*** Material shown Section Begins ***

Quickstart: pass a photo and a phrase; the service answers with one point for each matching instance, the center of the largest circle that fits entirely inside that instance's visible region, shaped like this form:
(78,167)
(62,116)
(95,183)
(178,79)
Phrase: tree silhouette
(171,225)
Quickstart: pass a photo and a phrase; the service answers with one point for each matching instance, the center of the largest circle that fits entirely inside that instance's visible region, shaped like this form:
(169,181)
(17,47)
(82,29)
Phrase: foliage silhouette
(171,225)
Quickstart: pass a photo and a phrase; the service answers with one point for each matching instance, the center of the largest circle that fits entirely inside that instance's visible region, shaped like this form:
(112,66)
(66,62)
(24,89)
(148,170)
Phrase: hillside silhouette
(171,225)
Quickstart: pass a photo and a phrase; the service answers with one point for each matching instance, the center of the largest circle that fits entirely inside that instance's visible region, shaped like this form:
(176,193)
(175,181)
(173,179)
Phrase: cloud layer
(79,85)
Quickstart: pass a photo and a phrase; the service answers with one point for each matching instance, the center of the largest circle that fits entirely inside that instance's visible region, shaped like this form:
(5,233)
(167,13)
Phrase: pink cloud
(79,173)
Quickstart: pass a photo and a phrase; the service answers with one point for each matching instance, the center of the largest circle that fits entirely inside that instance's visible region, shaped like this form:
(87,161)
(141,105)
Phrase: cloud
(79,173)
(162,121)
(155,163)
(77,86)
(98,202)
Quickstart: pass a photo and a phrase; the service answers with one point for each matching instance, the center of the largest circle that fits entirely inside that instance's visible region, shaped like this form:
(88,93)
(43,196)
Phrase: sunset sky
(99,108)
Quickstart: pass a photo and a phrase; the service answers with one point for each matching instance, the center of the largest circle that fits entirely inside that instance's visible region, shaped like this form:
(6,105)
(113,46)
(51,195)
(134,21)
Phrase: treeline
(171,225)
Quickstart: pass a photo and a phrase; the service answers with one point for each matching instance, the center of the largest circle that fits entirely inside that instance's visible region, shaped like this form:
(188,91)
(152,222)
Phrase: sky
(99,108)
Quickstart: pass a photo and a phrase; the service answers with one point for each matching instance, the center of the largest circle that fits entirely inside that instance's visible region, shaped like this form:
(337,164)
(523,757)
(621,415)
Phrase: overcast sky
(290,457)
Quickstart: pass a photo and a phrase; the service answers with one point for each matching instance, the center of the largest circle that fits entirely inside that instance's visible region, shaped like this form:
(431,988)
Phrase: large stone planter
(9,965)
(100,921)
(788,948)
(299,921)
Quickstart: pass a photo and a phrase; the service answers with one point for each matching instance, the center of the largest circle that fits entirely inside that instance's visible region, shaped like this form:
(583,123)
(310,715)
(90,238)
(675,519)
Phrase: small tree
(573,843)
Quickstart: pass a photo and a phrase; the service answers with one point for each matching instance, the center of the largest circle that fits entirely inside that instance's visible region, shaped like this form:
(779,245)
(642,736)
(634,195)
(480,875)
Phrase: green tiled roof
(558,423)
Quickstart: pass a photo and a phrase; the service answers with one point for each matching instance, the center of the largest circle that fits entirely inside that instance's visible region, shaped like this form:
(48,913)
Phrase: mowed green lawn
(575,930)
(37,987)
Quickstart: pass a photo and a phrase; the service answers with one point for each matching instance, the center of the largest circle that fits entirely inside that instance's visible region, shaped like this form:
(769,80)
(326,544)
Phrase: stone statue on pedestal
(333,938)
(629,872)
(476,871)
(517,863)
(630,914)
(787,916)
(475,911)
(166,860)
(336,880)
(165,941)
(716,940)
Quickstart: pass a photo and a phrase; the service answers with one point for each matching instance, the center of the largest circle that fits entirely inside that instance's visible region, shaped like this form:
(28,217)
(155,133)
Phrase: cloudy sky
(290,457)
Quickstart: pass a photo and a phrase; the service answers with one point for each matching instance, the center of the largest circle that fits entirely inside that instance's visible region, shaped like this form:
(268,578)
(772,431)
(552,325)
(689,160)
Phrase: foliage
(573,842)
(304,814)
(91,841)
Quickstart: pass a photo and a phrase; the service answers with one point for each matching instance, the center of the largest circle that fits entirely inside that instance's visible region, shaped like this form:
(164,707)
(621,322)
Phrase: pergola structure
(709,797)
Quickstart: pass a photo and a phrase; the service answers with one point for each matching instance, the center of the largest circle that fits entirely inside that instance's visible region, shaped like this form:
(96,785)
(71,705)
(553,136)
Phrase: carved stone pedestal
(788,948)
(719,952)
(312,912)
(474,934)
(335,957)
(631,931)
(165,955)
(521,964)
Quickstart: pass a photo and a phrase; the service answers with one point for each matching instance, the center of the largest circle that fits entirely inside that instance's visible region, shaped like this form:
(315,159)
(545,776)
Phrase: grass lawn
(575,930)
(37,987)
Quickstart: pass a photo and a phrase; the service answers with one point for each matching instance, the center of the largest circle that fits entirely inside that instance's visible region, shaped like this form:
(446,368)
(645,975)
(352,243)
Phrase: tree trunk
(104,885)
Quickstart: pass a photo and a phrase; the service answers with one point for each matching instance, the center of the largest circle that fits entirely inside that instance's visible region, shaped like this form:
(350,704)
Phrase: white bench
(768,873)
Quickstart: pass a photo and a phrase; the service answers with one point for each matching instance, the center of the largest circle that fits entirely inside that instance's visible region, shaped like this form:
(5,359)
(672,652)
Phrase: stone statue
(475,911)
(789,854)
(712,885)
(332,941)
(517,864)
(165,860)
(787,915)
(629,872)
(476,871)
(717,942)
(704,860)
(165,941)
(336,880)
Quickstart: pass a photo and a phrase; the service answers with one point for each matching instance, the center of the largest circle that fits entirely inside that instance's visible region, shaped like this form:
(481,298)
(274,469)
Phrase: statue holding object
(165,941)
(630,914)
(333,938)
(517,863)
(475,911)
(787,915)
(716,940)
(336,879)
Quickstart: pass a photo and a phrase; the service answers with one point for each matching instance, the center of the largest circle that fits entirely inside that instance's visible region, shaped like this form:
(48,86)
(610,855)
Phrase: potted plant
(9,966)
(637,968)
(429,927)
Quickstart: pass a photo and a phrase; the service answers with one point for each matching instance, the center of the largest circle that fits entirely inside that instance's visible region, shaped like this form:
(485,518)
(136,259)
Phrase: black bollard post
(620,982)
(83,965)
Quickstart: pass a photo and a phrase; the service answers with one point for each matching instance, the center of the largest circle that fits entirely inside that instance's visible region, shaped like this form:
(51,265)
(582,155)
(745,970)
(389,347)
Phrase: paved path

*** Material shown Section Ends ***

## Work order
Restate the data above word for word. Leave nothing out.

## Answer to this task
Quickstart: pass a photo and a phrase; the service answers with one point for each matching instance, the center of the largest circle that fits entirely inside that instance's visible region, shaped like this form:
(78,167)
(62,116)
(95,183)
(178,79)
Phrase: tree silhouette
(171,225)
Quickstart: pass a photo and a phrase; the service answers with one point for each matching instance, the center of the largest circle that fits entirely inside that instance's visible region, shaped like this form:
(169,181)
(17,47)
(82,29)
Phrase: foliage silhouette
(171,225)
Quickstart: pass a photo and a phrase; the service answers with one point for each matching instance, the center of the largest circle that fits entirely inside that instance's visible region, shaped like this form:
(112,66)
(66,62)
(24,89)
(148,170)
Phrase: hillside silhouette
(171,225)
Quickstart: pass a photo and a phrase; the service answers with one point for each matching instance, the center of the largest circle that fits entirely inside that instance's visible region, shaped like this form:
(176,193)
(175,181)
(173,179)
Phrase: cloud layer
(79,85)
Quickstart: pass a photo and a phrase; the service answers with one point for each matching instance, the center of the largest circle that fits entirely inside that instance's visible region, shaped like this form:
(5,233)
(167,13)
Phrase: pink cloud
(79,173)
Quickstart: pass a photo and a phrase; the service answers with one point for each matching instance, the center of the largest circle that fits entirely inside that instance's visible region, shaped like this form:
(87,161)
(141,105)
Phrase: cloud
(79,173)
(162,121)
(155,163)
(77,86)
(98,202)
Quickstart: pass a photo and a phrase; the service answers with one point for each matching instance, the center of the largest circle that fits entirely inside that instance's visible region, shaped like this form:
(88,93)
(43,196)
Phrase: sunset sky
(99,108)
Quickstart: pass a photo and a phrase; the service answers with one point for each matching instance, the center of the largest circle that fits entirely inside that instance's visible region, shaped like this form:
(6,105)
(113,46)
(51,195)
(134,21)
Phrase: treeline
(171,225)
Quickstart: pass a photo and a phrase; the service answers with one point for each matching instance, the center of the largest circle that fits entirely inside that instance's visible region, shaped like this form:
(188,91)
(152,222)
Phrase: sky
(99,108)
Quickstart: pass a photo and a phrase; the service answers with one point for each matching instance, the center of the largest circle that fits entirely inside that instance's visible region, shaped like this form:
(337,164)
(523,757)
(621,415)
Phrase: overcast sky
(290,457)
Quickstart: pass a photo and a phrase; the service answers with one point for each matching instance, the center of the largest circle that fits entirely inside that instance's visible region, shaped like this form:
(431,988)
Phrase: large stone planter
(9,965)
(100,921)
(788,948)
(299,921)
Quickstart: pass a photo and a phrase; the service answers with one point for each matching instance, the center of the largest circle that fits entirely inside that instance's visible region, shaped like this form:
(583,123)
(310,715)
(90,238)
(675,519)
Phrase: small tree
(573,843)
Quickstart: pass a photo and a phrase; the service answers with one point for each matching instance, the center of the largest circle that fits entirely inside that instance's visible region, shaped like this form:
(779,245)
(642,736)
(634,195)
(480,875)
Phrase: green tiled roof
(558,423)
Quickstart: pass a photo and a phrase; the service answers with one point for each matching instance, the center of the largest circle that fits entirely inside that instance's visible region, shaped like this form:
(48,913)
Phrase: mowed green lawn
(575,930)
(37,987)
Quickstart: pass a photo and a phrase; the service answers with one point for each matching instance, the center of the largest circle that fits entirely inside that instance's visible region, shaped like this form:
(769,80)
(326,544)
Phrase: stone statue on pedestal
(333,938)
(629,872)
(476,871)
(517,863)
(630,914)
(787,916)
(475,911)
(166,860)
(336,880)
(165,941)
(716,940)
Quickstart: pass a photo and a phrase; the service answers with one point for each matching instance, the center of the largest circle that fits entirely inside that instance's visible region, shaped like this form:
(28,217)
(155,133)
Phrase: cloudy sky
(290,457)
Quickstart: pass a photo and a phrase; the service answers with one point for each matching instance, the center of the largest circle that fits entirely inside that instance's visible region, shaped like this form:
(268,578)
(772,431)
(552,325)
(689,160)
Phrase: foliage
(573,842)
(304,814)
(91,841)
Quickstart: pass a photo and a phrase; the service answers with one point for each matching instance, the center of the largest circle that fits entirely inside that instance's visible region, shaped like this form:
(164,707)
(621,322)
Phrase: pergola structure
(709,797)
Quickstart: pass a photo and a phrase; the service answers with one point for each matching instance, the center of the largest circle that fits entirely inside that instance's visible region, shaped like this form:
(96,785)
(71,705)
(553,136)
Phrase: carved stone pedestal
(788,948)
(719,952)
(312,912)
(474,934)
(335,957)
(631,931)
(165,955)
(521,964)
Quickstart: pass a photo and a phrase; the service answers with one point for each matching instance, the center of the largest circle that fits entirely inside that instance's visible region, shaped like this form:
(315,159)
(545,776)
Phrase: grass lawn
(575,930)
(37,987)
Quickstart: pass a photo and a phrase; the service answers with one point for each matching instance, the center of the largest circle that fits entirely inside that instance's visible region, shaped like this form:
(446,368)
(645,975)
(352,243)
Phrase: tree trunk
(104,885)
Quickstart: pass a photo and a phrase; the service answers with one point for each matching instance, the center of the largest circle that fits entirely inside that instance's visible region, shaped like this form:
(350,704)
Phrase: white bench
(768,873)
Quickstart: pass a photo and a phrase; the service answers with one point for each matching instance, the center of the largest circle that fits entirely inside that instance's visible region, shaped like this form:
(5,359)
(672,652)
Phrase: stone statue
(475,911)
(789,854)
(712,885)
(332,941)
(517,864)
(165,860)
(787,915)
(629,872)
(476,871)
(717,942)
(704,860)
(165,941)
(336,880)
Quickstart: pass a photo and a phrase; the service answers with one point for each matching instance, the center of the largest circle that fits entirely inside that instance's visible region, shaped like this form:
(481,298)
(274,469)
Phrase: statue holding object
(165,941)
(630,914)
(333,938)
(517,863)
(475,911)
(787,915)
(716,940)
(336,879)
Quickstart: pass a photo and a phrase; the service answers with one point for each matching instance, the center of the largest circle that fits entirely inside that instance's visible region, shaped like this form:
(48,86)
(610,855)
Phrase: potted plant
(9,966)
(637,968)
(429,927)
Quickstart: pass a photo and a phrase; the service answers with one point for each matching instance, the center of the largest circle that fits entirely inside that instance's visible region, shaped like this form:
(485,518)
(136,259)
Phrase: black bollard post
(620,982)
(83,965)
Quickstart: pass a photo and a phrase; the service answers with one point for each matching instance, the center of the largest circle that fits entirely inside that instance's visible region, shaped like this form:
(51,265)
(582,155)
(745,970)
(389,347)
Phrase: paved path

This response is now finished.